§ **PROBLEMS TO WORK ON**:
1) Can you sum up the dissertation abstract below in two sentences?
2) Could you carry the dissertation abstract below forward, starting after its final sentence?

§ **TEXT SECTION**:
● ● ● ●

Electronic Thesis and Dissertation Repository

Thesis Format

Integrated Article


Doctor of Philosophy


Health and Rehabilitation Sciences


Dr. Janis Oram Cardy


One of the best predictors of long-term outcomes for autistic children is development of language and social communication skills. Therefore, it’s not surprising that speech and language therapy is one of the most frequently accessed interventions for children with suspected or diagnosed autism. From a public health and family well-being perspective, identifying effective social communication interventions and better understanding the specific components that contribute to their effectiveness is critical. However, there is a lack of clarity about the most effective interventions. This dissertation addressed this important topic through three studies.

Study 1 examined the literature on interventions provided by speech-language pathologists (SLPs) to autistic preschool children through a scoping review. Findings indicated that current research captures the versatility of SLPs’ roles in supporting autistic children, and has markedly increased over the past decade. However, research with strong methodological rigor that captures the complex and individualized nature of interventions is needed, as are studies aligned with community practice.

Study 2 systematically reviewed and critically appraised research evaluating one type of intervention used by SLPs – developmental social pragmatic (DSP) interventions. Results revealed that DSP interventions positively impact autistic children’s social communication, but evidence for impact on children’s language was inconsistent.

Study 3 focused on better understanding one support built into DSP interventions and other programs – environmental modification – by exploring the relationship between children’s unstructured (symbolic and gross-motor) play environments and their social communication behaviours using linear mixed effect models. Results revealed that young autistic children were more likely to socially attend to caregivers in gross motor play and to focus their attention solely on objects during symbolic play. This study confirmed the importance of continued research focused on understanding the impact of unstructured play environments on children’s social attention and communication.

Together, this dissertation contributes to a broader understanding of SLP-delivered interventions for preschoolers with autism, begins the work of examining how specific ingredients included within in early interventions might interact with social communication behaviours, and provides suggestions for future lines of inquiry.

● ● ● ●

§ **DATA PROVIDED**:
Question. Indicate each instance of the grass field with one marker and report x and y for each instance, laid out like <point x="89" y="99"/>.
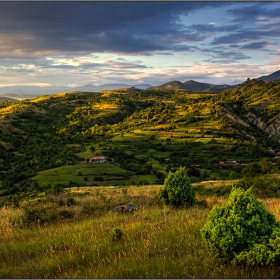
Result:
<point x="157" y="241"/>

● ● ● ●

§ **TASK-BY-TASK RESULTS**:
1) The dissertation addressed speech-language interventions for autistic preschool children through three studies: a scoping review of interventions provided by speech-language pathologists, a systematic review of developmental social pragmatic interventions, and an analysis of how unstructured play environments relate to children's social communication behaviors. It found that developmental social pragmatic interventions positively affect social communication, though evidence for their effect on language was inconsistent, and that young autistic children were more likely to socially attend to caregivers in gross motor play and to focus only on objects in symbolic play.

2)
Summary for Lay Audience

This thesis aims to enhance our understanding of intervention programs offered by speech-language pathologists (SLPs) to children with autism. One of the best predictors of long-term outcomes for children with autism is development of language. Therefore, it is not surprising that speech-language pathology services are one of the most frequently sought-after services after children receive a diagnosis of autism. Three studies were conducted to better understand therapies offered by SLPs, their effectiveness, and specific ingredients within these interventions that might play an important role in supporting autistic children and their families. The first study involved searching all research published between 1980-2019 that investigated SLP-delivered therapies provided to preschool autistic children. This was done to identify how much research has been conducted, what types of therapies have been researched and to provide guidance for what kind of research needs to be done in the future. The second study evaluated the quality of the research on one particular type of therapy often use by SLPs when working with young children with autism. The third study investigated how symbolic and gross motor play environments impacted autistic children’s attention to their caregivers and their toys, how much they used language, and the complexity of the language they used. Together these studies contribute to a broader understanding of SLP-delivered therapies for preschoolers with autism and provide suggestions for future research.